Object location annotation data:
--- Start ---

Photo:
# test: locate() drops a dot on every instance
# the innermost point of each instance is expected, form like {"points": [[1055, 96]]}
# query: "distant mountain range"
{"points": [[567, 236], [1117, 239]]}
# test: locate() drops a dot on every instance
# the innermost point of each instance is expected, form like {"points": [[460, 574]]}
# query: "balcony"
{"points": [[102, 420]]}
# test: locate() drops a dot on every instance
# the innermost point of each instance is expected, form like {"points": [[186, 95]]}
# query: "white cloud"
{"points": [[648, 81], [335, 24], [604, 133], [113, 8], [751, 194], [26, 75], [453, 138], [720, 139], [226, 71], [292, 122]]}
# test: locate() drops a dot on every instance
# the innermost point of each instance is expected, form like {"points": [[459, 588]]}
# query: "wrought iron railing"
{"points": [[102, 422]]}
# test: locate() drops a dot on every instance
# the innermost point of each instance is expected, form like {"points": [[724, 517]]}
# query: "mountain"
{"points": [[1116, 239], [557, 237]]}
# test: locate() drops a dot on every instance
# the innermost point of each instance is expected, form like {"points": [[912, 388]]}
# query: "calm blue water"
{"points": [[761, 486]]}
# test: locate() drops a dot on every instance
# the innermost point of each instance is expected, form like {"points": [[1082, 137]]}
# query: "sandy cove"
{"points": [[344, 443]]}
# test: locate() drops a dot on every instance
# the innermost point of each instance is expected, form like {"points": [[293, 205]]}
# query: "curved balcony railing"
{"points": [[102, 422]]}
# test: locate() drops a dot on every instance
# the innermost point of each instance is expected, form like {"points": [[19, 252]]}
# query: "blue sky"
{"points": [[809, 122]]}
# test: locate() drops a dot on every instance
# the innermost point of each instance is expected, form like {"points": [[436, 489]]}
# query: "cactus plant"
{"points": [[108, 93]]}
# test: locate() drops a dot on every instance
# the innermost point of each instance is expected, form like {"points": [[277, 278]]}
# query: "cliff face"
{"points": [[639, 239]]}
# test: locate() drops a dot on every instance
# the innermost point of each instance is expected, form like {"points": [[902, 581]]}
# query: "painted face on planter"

--- End ---

Without changing a word, restate the whole listing.

EXERCISE ANSWER -
Photo:
# test: locate() drops a dot on every instance
# the innermost point of each instance is expected, form like {"points": [[1055, 96]]}
# query: "distant mountain range"
{"points": [[567, 236], [1117, 239]]}
# test: locate() drops a dot on every instance
# the innermost point of each instance is expected, form like {"points": [[460, 574]]}
# query: "balcony"
{"points": [[102, 420]]}
# test: locate() drops a dot on every instance
# the innermost point of each instance is expected, form like {"points": [[186, 95]]}
# query: "white cloud"
{"points": [[648, 81], [335, 24], [604, 133], [113, 8], [751, 194], [26, 75], [453, 138], [720, 139], [226, 71], [292, 122]]}
# test: locate() drops a dot on every instance
# the innermost point of each instance is expected, form like {"points": [[459, 588]]}
# query: "wrought iron railing"
{"points": [[102, 422]]}
# test: locate() drops a dot on every instance
# the innermost point of each instance is expected, form like {"points": [[724, 517]]}
# query: "mountain"
{"points": [[1116, 239], [557, 237]]}
# test: locate() drops a dot on every instance
# the innermost point of each instance is expected, form like {"points": [[912, 388]]}
# query: "calm blue water"
{"points": [[761, 486]]}
# test: locate() drops a dot on every instance
# the innermost point of each instance is expected, form like {"points": [[1082, 137]]}
# query: "sandy cove"
{"points": [[344, 443]]}
# test: locate() drops a dot on every instance
# the innermost point of each instance is expected, form like {"points": [[293, 205]]}
# query: "curved balcony railing"
{"points": [[102, 422]]}
# test: locate() drops a dot on every instance
# the innermost point of each instance is expected, form like {"points": [[19, 252]]}
# query: "blue sky"
{"points": [[809, 122]]}
# test: locate() drops a dot on every instance
# the innermost point of each instance is expected, form like {"points": [[436, 489]]}
# query: "cactus plant"
{"points": [[108, 93]]}
# test: locate() drops a dot on every instance
# the innermost point of each instance is expected, form like {"points": [[277, 278]]}
# query: "cliff face"
{"points": [[639, 239]]}
# test: locate() drops a dot on every instance
# the innermost point of each instance is expected, form like {"points": [[902, 581]]}
# query: "painted face on planter"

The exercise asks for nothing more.